STUDY TEXT -
A color commentator or expert commentator is a sports commentator who assists the main (play-by-play) commentator, typically by filling in when play is not in progress. The person may also be referred to as a summarizer (outside North America) or analyst (a term used throughout the English-speaking world). The color analyst and main commentator will often exchange comments freely throughout the broadcast, when the main commentator is not describing the action. The color commentator provides expert analysis and background information, such as statistics, strategy, and injury reports on the teams and athletes, and occasionally anecdotes or light humor. Color commentators are often former athletes, coaches, or experts of the sport being broadcast (such as a former NFL referee as a rules analyst to add color commentary to the rules).

The term color (Note: Specifically meaning #7, "Richness of expression". Spelled "colour" when used in British English.) refers to levity and insight provided by a secondary announcer. A sports color commentator customarily works alongside the play-by-play broadcaster.

DATA EXTRACTS -
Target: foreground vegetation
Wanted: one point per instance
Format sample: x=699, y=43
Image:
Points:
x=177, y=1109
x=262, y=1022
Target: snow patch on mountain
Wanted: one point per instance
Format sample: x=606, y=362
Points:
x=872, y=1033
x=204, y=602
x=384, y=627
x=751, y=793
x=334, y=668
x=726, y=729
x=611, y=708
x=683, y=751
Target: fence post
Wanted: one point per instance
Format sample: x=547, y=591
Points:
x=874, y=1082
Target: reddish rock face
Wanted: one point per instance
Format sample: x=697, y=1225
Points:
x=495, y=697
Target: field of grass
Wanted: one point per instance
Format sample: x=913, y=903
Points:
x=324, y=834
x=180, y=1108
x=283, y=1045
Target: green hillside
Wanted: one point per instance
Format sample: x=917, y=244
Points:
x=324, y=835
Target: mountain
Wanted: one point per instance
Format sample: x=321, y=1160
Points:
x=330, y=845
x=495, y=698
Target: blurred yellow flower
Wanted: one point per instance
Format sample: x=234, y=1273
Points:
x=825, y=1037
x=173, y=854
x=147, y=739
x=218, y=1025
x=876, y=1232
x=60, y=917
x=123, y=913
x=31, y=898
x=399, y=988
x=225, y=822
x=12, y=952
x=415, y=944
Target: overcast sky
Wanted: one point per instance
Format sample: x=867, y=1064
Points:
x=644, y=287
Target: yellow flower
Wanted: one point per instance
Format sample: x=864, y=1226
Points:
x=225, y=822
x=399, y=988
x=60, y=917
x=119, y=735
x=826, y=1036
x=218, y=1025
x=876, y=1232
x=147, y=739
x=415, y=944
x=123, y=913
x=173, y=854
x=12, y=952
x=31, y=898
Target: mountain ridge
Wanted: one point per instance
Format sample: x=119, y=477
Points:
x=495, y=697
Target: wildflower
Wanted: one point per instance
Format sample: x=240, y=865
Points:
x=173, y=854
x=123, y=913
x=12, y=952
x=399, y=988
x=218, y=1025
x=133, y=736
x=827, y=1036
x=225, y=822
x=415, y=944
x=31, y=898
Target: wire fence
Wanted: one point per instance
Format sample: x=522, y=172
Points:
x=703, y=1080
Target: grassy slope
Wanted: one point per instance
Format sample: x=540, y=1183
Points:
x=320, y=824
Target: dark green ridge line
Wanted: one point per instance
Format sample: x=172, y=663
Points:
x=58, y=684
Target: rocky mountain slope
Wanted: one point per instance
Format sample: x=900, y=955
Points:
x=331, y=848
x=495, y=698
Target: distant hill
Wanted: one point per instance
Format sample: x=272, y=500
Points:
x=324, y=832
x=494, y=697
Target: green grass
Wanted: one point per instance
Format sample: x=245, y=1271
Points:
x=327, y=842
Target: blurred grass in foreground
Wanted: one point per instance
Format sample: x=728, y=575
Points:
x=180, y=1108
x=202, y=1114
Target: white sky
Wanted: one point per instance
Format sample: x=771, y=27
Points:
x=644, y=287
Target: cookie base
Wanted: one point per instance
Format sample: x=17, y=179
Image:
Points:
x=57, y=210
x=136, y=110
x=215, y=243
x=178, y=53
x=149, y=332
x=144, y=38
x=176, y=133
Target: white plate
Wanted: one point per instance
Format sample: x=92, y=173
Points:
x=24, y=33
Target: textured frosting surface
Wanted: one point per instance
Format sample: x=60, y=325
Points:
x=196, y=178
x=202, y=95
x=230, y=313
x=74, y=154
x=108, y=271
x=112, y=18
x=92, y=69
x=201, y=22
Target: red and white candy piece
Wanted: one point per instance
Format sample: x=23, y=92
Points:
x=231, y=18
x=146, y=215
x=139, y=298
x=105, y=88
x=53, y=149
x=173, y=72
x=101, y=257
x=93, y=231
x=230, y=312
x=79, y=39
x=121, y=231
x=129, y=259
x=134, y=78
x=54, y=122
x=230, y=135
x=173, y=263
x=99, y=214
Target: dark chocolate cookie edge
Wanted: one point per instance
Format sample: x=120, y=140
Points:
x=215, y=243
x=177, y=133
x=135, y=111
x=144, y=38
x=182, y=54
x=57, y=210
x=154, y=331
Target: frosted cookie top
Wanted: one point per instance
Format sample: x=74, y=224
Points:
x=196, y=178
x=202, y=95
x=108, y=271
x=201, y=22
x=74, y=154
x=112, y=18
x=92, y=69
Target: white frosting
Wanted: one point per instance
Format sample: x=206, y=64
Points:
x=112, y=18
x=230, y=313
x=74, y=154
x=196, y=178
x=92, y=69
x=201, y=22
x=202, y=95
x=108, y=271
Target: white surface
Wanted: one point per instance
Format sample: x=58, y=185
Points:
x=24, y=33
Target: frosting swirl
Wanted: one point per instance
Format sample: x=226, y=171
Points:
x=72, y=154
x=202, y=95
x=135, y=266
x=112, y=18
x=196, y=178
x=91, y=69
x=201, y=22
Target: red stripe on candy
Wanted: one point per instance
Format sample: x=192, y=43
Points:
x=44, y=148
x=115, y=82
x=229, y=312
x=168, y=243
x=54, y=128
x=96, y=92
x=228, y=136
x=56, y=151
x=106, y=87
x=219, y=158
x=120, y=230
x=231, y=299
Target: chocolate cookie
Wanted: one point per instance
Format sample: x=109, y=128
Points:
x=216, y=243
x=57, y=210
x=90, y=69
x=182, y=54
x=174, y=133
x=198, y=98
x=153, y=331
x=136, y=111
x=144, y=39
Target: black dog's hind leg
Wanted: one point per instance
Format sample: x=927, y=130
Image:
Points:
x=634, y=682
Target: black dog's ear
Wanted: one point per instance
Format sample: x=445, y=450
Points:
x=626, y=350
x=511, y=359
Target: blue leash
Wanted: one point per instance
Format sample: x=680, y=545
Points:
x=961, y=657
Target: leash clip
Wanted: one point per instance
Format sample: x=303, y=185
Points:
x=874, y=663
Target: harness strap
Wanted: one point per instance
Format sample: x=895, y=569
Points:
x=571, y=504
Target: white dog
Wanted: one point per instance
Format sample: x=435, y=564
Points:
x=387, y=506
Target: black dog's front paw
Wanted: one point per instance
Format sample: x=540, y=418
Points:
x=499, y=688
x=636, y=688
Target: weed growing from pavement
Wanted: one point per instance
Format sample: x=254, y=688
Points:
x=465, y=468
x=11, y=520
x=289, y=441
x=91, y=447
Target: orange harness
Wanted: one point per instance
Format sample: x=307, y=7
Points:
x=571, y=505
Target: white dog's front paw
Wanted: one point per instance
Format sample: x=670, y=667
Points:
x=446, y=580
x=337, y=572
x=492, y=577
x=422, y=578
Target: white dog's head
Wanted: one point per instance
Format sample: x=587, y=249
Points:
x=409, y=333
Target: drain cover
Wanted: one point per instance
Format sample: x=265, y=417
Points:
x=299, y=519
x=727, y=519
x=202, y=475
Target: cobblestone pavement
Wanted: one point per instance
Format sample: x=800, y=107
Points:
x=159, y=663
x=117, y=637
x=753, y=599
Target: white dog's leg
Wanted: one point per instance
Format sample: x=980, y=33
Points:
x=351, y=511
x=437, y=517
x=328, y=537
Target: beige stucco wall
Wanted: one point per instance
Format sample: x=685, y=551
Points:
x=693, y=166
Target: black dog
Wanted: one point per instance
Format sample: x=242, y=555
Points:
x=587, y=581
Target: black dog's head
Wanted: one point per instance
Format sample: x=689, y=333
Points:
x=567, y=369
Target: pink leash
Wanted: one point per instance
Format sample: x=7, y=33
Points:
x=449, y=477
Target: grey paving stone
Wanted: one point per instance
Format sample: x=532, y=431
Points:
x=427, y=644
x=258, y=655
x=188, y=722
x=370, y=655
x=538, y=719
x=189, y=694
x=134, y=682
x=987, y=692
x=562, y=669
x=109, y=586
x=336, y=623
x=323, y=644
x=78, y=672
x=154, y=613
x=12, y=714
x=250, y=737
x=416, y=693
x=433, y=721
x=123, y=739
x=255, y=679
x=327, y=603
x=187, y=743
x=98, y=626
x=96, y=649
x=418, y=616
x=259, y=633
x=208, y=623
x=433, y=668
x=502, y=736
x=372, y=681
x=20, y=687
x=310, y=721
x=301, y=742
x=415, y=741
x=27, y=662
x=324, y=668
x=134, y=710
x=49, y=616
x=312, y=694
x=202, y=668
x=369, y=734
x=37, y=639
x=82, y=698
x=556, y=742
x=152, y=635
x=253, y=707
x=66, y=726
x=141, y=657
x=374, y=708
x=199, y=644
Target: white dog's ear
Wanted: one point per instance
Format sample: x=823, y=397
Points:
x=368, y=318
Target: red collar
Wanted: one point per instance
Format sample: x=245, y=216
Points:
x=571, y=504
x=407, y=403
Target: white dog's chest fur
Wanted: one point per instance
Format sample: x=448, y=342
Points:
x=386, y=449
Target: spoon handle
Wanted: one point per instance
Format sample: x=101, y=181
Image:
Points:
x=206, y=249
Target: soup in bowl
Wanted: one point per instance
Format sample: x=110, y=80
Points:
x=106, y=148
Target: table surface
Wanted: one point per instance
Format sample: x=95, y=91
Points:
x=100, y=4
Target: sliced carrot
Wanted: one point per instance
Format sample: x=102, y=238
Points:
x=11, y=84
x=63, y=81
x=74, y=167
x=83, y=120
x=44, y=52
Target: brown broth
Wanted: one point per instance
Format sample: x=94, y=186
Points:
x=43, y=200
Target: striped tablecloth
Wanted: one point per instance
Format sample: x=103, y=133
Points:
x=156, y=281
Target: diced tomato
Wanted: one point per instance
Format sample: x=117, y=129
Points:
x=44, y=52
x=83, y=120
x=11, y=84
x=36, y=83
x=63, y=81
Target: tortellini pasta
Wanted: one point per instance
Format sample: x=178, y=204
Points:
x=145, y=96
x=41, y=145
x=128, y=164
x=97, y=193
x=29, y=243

ACTIVITY LIST -
**a.** What kinds of people does the passage on color commentators say often fill that role? List all of them.
**b.** According to the passage on color commentators, what is a color commentator called outside North America?
**c.** Carry the passage on color commentators forward from its last sentence.

ANSWERS FOR EACH ITEM -
**a.** Former athletes, coaches, and experts of the sport being broadcast.

**b.** A summarizer.

**c.**
==United States and Canada==
Commentary teams typically feature one professional commentator describing the passage of play, and another, usually a former player, coach, or expert, providing supplementary input as the sports event progresses. Color commentators usually restrict their input to times that the ball or the puck is out of play, or there is no significant action on the field or the court. They usually defer to the main commentator when a shot on goal or another significant event occurs. That sometimes results in them being talked over or cut short by the primary commentator. Former players and managers also appear as pundits and carry out a similar role to that of the co-commentator during the pre-game show before a given contest and the post-game show after it.

In American motorsports coverage, there may be as many as two color commentators in the booth for a given broadcast.

In the 2010s, some sports broadcasters began to employ rules analysts, a contributor—typically a former referee—who provides analysis and opinions regarding calls being made by referees officiating the event. The practice was first popularized in the NFL, with Fox hiring former officials Mike Pereira and Dean Blandino. The practice has since been extended to other sports, with officials such as Steve Javie (basketball), Dave Jackson (hockey), and Joe Machnik (soccer) having taken on similar roles for ESPN/ABC and Fox respectively. CBS similarly hired Gene Steratore in 2018, serving as a rules analyst for both NFL and college basketball coverage.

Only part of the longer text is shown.